>> START

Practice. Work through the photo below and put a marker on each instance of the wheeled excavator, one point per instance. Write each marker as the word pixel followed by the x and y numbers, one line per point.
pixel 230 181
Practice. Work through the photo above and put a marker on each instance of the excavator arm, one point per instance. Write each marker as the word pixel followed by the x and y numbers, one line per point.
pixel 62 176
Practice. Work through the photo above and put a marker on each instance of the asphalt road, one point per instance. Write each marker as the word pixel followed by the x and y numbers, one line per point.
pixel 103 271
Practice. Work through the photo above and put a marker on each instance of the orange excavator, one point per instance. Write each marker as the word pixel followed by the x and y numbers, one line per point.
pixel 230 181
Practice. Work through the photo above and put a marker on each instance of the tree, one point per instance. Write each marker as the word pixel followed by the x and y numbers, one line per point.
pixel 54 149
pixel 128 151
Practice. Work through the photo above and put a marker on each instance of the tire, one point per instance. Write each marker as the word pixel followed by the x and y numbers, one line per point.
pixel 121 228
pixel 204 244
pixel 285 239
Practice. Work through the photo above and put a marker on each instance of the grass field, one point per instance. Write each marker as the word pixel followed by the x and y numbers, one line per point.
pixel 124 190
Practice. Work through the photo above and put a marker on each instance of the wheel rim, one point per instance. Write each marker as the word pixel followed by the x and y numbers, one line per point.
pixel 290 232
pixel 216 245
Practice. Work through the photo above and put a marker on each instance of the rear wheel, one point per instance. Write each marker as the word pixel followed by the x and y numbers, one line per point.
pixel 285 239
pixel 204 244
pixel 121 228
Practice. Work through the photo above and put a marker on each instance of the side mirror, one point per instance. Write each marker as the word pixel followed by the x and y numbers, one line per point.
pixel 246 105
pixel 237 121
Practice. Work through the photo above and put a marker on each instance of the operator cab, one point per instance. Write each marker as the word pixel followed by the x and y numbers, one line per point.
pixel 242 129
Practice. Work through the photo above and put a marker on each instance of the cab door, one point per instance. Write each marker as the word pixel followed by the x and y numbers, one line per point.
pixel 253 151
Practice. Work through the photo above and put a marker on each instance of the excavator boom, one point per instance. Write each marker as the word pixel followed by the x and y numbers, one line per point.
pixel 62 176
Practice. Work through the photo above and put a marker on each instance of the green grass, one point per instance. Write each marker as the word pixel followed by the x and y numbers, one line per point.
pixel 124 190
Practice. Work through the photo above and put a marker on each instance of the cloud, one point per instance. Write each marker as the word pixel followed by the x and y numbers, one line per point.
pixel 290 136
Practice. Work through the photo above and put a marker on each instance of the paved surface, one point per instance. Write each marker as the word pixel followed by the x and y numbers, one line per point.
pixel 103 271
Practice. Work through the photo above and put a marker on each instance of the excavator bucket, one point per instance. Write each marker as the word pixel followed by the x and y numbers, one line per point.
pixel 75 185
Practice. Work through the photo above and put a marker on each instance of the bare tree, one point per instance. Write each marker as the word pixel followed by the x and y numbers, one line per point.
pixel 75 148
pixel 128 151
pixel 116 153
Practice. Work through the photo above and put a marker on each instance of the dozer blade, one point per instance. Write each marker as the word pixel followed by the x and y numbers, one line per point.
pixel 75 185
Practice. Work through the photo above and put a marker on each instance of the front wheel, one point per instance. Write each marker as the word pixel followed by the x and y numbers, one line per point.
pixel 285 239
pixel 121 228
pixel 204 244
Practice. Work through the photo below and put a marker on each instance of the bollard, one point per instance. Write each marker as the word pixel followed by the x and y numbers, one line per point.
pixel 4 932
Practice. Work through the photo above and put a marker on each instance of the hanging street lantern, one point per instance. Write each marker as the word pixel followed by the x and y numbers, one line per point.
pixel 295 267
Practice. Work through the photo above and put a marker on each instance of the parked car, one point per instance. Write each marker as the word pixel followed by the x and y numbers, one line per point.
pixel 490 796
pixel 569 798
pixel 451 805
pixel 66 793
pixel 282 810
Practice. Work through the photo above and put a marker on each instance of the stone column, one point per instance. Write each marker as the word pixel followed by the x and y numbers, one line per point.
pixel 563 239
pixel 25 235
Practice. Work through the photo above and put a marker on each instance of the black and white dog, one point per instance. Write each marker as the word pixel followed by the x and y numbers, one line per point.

>> END

## GOAL OF THE EXERCISE
Repeat everything from the line containing "of the bare" down to the line containing "pixel 4 932", with both of those lines included, keeping each line identical to the original.

## SOLUTION
Practice. Work through the photo above and put a marker on each instance of the bare tree, one point per instance. Write each marker as the word pixel followed by the x and y numbers, one line per point.
pixel 75 148
pixel 128 151
pixel 116 153
Practice. Work through the photo above and put a marker on each instance of the dozer blade, one point per instance. Write each marker as the word pixel followed by the x and y numbers, one line per point.
pixel 75 185
Practice. Work through the photo above and put a marker on each instance of the front wheel, one point per instance. Write each marker as the word pixel followed by the x and y numbers, one line per point.
pixel 285 239
pixel 121 228
pixel 204 244
Practice. Work through the photo below and put a marker on each instance of the bollard, one point per instance. Write each marker as the word pixel followed by the x and y numbers, one line per point.
pixel 4 932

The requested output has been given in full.